(TASK SET)
a) Return the passage from the text on preparing OSM data for SQL, from "### i. Utilize" to "through each element.".
b) In the text on preparing OSM data for SQL, identify every file format named by its abbreviation, leaving out the .py file.
c) Answer these questions from the text on preparing OSM data for SQL:
(i) Which tool was used to create the database?
(ii) Against which file was the data validated during the conversion?
(iii) The Python schema has the same columns as what?

(TEXT TO READ)
---+---

After auditing and cleaning is complete, the next step is to prepare the data to be inserted into a SQL database. I used sqlite3 to create the database. We will parse the elements in the OSM XML file, transforming them from document format to tabular format, thus making it possible to write to csv files.  These csv files can then easily be imported to a SQL database as tables.  Moreover, in the conversion process, the data was validated against a predefined schema.py file to ensure that both the structure of the csv files and the types of the data entered were as expected.  

### i. Utilize a schema

Before importing the data into a SQL databse, we convert the XML data into CSV by utilizing a schema.  The Python schema will have the same columns as the schema of the SQL tables. The schema helps to organize the XML data as we parse through each element.

In [16]:
# Note: The schema is stored in a .py file in order to take advantage of the
# int() and float() type coercion functions. Otherwise it could easily stored as
# as JSON or another serialized format.

---+---

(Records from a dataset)
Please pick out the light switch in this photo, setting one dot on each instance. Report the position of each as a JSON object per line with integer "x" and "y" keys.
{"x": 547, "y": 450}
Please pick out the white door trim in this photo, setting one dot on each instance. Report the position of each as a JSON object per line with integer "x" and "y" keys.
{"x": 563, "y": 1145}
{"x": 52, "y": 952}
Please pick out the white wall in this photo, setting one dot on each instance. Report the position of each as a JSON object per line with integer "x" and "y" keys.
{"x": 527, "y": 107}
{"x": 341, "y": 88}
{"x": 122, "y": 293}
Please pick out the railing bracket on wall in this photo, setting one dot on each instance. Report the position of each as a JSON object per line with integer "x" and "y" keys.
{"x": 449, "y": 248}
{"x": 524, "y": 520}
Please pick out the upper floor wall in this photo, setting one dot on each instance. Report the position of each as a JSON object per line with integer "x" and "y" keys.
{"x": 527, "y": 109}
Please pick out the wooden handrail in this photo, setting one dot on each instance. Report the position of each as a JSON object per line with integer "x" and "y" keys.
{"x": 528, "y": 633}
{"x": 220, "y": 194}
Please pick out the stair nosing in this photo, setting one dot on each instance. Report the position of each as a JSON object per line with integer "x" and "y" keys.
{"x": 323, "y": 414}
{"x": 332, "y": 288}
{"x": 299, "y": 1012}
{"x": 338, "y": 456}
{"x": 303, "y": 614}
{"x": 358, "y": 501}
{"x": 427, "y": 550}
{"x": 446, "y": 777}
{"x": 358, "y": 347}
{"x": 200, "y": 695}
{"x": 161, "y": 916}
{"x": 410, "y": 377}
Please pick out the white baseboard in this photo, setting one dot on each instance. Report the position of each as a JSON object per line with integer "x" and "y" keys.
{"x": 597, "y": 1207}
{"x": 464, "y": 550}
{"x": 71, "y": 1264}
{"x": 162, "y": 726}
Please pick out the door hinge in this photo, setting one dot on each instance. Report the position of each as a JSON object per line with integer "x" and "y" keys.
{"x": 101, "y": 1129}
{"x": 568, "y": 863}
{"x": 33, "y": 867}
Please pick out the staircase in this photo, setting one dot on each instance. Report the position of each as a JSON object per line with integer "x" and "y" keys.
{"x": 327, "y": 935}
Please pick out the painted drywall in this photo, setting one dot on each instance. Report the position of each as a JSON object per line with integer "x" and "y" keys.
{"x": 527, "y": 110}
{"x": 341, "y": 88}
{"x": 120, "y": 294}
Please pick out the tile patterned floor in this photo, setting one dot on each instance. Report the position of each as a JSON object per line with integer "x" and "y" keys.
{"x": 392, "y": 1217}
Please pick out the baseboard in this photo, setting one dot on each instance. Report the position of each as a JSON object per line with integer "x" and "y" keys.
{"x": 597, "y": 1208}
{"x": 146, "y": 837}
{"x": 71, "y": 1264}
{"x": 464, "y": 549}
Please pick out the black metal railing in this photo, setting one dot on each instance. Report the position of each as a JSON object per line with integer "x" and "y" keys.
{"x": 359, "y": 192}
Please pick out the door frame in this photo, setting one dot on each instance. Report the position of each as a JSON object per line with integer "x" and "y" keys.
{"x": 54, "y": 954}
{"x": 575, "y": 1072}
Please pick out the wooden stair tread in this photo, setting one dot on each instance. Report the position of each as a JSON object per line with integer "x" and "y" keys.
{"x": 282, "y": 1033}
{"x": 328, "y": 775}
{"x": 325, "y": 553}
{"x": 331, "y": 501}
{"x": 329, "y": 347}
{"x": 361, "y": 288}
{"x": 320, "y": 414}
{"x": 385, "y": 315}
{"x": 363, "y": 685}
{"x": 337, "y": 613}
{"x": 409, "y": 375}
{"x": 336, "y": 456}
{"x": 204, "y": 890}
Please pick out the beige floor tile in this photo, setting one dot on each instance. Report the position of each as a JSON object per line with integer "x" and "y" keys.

---+---

(EXPECTED ANSWERS)
a)
### i. Utilize a schema

Before importing the data into a SQL databse, we convert the XML data into CSV by utilizing a schema.  The Python schema will have the same columns as the schema of the SQL tables. The schema helps to organize the XML data as we parse through each element.

b)
XML
CSV
JSON

c)
(i) sqlite3
(ii) schema.py
(iii) The schema of the SQL tables